>> Begin
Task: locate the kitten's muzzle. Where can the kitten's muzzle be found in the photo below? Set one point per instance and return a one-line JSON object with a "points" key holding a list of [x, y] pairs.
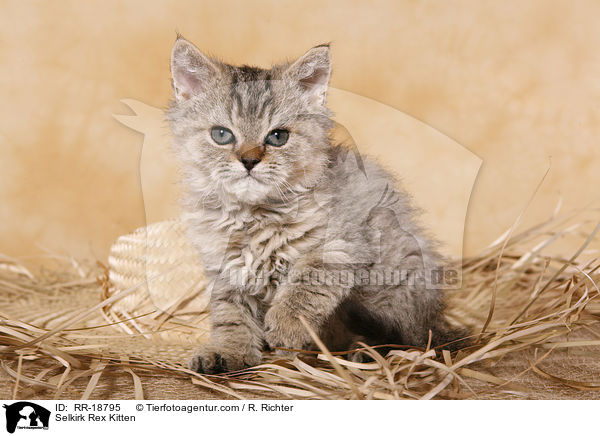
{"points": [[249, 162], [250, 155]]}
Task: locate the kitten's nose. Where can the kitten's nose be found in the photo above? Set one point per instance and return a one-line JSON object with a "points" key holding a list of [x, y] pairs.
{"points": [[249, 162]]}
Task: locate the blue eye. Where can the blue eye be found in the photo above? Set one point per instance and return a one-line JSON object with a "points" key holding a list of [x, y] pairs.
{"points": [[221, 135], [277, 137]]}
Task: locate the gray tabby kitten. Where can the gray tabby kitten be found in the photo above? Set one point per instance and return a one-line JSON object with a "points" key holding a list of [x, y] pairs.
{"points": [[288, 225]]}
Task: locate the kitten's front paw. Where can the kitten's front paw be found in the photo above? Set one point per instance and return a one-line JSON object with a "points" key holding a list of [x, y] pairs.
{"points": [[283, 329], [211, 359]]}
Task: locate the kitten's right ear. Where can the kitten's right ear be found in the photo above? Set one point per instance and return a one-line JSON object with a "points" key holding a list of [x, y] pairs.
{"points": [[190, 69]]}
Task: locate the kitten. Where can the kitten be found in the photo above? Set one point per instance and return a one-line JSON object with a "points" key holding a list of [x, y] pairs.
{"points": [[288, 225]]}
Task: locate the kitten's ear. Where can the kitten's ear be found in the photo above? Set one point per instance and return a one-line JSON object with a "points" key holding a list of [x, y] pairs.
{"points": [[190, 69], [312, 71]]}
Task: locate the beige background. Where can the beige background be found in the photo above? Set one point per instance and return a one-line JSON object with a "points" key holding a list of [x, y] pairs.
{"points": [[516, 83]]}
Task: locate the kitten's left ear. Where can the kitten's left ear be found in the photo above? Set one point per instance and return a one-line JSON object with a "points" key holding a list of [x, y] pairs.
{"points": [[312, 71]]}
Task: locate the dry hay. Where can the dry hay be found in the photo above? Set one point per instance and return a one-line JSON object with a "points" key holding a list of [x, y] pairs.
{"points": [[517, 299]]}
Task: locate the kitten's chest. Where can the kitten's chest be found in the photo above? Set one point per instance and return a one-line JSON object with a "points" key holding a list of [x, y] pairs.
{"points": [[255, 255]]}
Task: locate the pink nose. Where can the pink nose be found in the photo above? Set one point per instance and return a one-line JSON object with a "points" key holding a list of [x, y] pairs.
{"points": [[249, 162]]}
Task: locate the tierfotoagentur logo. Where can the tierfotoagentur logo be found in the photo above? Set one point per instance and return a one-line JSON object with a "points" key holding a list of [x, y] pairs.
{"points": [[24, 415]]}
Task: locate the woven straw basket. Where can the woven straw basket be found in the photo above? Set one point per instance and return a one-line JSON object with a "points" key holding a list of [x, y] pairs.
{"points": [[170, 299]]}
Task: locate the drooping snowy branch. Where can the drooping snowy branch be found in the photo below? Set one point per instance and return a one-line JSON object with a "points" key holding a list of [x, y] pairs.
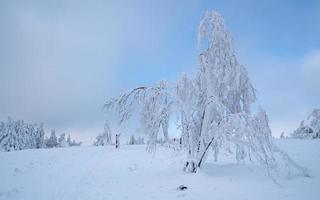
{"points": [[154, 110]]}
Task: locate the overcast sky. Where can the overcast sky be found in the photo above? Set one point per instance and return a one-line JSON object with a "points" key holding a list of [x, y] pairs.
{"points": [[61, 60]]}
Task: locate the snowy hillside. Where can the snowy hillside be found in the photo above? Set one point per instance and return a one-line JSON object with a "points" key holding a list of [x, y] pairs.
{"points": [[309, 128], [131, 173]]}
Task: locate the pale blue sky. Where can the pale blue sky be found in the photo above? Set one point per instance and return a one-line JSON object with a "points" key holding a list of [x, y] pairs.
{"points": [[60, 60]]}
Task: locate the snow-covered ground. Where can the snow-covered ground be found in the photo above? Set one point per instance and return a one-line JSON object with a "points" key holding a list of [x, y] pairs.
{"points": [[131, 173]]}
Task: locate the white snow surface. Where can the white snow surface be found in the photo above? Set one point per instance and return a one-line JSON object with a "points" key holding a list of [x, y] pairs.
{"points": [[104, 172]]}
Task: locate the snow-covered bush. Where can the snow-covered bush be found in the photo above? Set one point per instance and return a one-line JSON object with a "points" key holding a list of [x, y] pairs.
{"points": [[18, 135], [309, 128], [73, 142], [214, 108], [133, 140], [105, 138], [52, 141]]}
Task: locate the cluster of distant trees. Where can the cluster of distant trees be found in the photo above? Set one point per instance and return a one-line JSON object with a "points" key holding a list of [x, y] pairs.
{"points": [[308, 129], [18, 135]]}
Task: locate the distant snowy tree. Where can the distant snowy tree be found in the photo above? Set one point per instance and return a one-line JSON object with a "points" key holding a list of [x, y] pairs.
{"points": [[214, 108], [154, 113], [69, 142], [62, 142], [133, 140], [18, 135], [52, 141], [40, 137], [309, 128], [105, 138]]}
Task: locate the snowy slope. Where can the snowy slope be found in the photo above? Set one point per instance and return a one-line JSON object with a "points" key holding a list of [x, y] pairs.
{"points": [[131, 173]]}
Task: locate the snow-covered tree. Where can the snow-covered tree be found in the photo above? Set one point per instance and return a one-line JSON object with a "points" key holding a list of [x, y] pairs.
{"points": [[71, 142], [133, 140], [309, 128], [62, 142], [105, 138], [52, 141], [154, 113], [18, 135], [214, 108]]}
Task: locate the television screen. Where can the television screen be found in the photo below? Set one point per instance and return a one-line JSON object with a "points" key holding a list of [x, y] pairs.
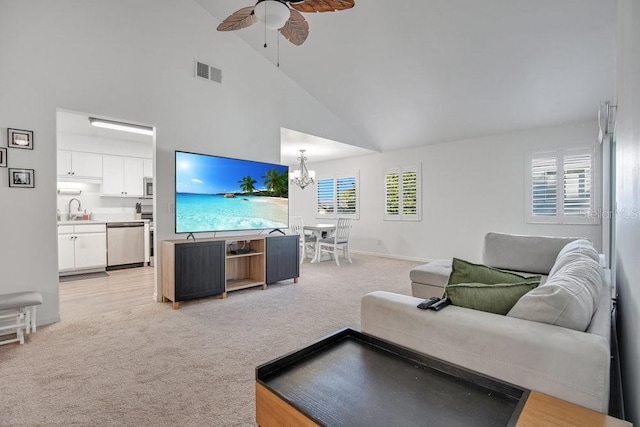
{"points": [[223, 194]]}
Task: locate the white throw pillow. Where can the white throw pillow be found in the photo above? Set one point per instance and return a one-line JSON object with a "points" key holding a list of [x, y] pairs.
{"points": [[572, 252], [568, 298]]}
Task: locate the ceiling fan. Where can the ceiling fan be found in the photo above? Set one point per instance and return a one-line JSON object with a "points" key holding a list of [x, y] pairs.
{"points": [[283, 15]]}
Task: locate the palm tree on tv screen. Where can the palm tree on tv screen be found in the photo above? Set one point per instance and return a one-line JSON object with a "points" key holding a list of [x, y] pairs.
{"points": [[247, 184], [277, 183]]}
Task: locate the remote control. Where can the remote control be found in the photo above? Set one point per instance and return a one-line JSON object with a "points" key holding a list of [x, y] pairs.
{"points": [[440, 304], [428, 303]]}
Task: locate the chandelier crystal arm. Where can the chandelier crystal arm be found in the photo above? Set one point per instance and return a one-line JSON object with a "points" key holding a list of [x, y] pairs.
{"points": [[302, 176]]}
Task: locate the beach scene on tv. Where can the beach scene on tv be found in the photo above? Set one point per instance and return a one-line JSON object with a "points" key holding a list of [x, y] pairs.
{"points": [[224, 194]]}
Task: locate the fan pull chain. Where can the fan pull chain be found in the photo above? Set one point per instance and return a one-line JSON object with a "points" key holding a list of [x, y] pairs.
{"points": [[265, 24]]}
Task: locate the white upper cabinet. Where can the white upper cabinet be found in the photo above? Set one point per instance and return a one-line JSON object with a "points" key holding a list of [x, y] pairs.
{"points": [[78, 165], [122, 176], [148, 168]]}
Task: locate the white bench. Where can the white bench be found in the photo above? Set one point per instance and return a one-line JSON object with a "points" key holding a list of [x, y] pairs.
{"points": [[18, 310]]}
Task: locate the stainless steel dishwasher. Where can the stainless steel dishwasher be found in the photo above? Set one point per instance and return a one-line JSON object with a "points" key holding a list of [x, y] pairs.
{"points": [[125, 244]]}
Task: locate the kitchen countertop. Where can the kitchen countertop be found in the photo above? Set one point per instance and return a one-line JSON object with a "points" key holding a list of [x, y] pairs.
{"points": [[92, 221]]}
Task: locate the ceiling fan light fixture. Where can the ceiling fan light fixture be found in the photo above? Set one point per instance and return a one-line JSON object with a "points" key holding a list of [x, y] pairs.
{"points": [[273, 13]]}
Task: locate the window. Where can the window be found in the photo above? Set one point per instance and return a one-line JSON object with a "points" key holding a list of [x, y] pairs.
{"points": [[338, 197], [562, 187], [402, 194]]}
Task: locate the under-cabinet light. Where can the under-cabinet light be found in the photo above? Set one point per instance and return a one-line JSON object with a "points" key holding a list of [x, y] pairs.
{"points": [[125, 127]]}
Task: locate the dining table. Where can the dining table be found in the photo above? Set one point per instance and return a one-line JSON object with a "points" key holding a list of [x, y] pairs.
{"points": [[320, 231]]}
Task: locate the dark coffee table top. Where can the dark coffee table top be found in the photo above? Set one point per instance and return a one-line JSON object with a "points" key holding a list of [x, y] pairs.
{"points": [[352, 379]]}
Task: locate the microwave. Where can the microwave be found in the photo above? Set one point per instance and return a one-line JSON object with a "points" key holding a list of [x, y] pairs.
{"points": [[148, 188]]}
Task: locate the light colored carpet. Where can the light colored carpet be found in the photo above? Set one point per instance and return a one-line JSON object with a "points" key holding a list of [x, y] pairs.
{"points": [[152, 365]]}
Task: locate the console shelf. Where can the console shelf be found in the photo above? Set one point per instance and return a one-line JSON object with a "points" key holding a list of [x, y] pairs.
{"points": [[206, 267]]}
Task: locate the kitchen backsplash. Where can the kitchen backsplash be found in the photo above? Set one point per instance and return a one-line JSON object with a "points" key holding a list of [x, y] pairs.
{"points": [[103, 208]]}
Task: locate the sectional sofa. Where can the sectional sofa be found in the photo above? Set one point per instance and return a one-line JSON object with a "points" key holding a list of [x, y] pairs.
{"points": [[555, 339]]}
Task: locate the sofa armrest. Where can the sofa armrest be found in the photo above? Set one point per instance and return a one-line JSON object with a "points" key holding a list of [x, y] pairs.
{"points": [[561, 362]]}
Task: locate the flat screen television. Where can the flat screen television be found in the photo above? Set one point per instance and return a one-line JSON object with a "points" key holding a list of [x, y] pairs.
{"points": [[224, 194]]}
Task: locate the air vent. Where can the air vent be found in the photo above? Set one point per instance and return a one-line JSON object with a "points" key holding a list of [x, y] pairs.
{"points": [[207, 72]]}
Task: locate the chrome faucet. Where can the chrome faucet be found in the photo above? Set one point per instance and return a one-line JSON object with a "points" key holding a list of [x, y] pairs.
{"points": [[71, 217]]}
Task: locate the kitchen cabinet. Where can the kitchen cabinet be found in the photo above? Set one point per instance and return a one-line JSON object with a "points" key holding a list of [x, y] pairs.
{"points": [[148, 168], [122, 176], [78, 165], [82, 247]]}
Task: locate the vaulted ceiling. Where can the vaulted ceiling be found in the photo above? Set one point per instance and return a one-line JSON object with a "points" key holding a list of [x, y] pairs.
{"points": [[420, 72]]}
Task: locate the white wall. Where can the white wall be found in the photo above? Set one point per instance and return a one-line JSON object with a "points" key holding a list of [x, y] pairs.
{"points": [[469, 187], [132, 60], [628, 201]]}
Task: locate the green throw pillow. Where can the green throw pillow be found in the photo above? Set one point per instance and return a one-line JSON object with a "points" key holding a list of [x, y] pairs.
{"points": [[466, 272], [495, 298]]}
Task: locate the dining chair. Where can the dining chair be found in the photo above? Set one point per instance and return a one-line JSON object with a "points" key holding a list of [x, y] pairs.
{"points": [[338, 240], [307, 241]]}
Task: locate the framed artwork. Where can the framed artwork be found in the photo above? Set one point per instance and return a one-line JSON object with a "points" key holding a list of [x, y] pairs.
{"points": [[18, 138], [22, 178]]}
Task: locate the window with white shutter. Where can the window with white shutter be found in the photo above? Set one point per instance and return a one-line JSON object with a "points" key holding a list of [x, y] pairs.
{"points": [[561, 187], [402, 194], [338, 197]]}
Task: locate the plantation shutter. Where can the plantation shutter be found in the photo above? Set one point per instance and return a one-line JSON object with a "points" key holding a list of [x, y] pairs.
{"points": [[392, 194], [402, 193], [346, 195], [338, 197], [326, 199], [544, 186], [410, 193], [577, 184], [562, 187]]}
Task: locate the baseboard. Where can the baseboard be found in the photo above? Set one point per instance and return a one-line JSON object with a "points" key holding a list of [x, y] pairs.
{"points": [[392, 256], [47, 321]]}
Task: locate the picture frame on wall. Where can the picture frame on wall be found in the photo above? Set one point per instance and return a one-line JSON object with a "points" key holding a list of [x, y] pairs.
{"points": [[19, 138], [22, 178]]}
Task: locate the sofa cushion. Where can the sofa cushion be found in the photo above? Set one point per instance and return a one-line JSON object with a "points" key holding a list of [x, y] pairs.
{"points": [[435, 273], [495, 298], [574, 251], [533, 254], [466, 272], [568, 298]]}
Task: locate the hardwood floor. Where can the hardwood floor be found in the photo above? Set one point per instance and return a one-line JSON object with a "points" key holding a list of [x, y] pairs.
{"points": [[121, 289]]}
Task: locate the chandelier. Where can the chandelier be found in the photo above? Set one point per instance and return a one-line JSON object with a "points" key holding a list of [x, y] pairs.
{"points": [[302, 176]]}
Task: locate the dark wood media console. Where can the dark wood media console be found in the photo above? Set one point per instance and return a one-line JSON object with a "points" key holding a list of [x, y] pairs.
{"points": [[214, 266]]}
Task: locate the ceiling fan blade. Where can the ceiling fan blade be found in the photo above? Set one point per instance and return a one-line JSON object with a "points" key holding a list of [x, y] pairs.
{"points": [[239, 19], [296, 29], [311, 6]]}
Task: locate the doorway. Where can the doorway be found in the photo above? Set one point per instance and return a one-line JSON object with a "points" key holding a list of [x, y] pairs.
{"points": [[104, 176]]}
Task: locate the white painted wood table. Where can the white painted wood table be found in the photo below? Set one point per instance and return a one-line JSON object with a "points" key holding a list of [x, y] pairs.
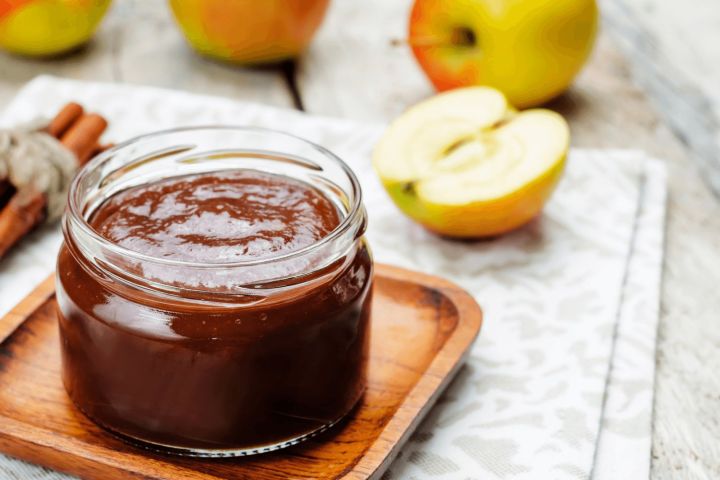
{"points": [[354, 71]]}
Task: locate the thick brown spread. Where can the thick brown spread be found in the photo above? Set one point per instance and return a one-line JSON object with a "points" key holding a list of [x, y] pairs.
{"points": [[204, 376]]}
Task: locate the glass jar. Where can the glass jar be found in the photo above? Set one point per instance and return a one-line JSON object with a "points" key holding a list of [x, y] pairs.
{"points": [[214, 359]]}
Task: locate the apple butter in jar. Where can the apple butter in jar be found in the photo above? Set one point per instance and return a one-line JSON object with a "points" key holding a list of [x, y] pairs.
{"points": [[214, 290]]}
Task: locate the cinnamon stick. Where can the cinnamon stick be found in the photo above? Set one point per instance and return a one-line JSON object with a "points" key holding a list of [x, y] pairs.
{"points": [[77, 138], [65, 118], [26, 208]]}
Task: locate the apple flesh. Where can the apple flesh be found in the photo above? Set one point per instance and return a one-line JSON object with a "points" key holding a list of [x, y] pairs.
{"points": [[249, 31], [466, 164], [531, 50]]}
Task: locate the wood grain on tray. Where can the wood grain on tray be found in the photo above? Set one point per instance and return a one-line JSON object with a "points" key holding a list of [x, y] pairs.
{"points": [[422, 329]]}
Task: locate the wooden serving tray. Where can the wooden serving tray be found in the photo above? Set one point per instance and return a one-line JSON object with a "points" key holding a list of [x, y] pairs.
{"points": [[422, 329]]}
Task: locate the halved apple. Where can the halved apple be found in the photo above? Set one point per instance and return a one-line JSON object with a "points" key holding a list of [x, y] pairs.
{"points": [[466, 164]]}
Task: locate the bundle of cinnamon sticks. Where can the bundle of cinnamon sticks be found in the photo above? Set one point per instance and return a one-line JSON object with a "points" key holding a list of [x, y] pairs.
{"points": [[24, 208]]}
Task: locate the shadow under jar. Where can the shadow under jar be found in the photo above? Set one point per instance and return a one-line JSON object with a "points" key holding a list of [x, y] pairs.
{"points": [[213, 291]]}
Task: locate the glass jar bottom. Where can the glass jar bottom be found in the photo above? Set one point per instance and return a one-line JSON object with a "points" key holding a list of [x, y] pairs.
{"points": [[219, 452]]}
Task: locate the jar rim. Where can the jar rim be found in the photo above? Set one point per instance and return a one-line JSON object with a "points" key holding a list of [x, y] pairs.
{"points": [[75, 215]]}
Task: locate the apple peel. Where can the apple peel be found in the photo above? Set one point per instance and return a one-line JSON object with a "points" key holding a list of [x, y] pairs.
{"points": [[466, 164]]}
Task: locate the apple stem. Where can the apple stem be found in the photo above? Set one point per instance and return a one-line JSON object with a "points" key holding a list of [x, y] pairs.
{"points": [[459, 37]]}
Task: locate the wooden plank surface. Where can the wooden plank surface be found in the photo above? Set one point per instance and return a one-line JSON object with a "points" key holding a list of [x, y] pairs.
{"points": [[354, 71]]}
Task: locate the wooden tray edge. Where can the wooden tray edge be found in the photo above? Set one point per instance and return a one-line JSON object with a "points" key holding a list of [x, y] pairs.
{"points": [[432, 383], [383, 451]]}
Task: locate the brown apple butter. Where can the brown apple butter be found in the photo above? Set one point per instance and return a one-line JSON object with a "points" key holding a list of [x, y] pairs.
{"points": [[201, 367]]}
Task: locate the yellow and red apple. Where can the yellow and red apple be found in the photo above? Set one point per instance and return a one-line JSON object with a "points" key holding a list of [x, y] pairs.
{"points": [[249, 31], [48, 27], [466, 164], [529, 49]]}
>> End
Exercise goal:
Print the line containing "Task: locate the wooden tray" and every line after it to the end of the records above, exactly as written, and nothing else.

Task solution:
Task: locate the wooden tray edge. Where can the wooden tray edge be found in the photo above? Set one point per instance and return a one-line JSON object with a "points" key holding a list of [x, y] pairs.
{"points": [[432, 383], [383, 451]]}
Task: locate the brown apple butter. Where can the brown apple butter be found in the photo above? Set one point per instance and return a one-line JSON object with a "points" key holding a list of [x, y] pairs.
{"points": [[201, 367]]}
Task: locate the yellow and red apple. Where can the yellow and red apple be found in the photo above? Set one point per instance and return a one-line JSON object with a "points" key holding a list of [x, y] pairs.
{"points": [[249, 31], [48, 27], [466, 164], [529, 49]]}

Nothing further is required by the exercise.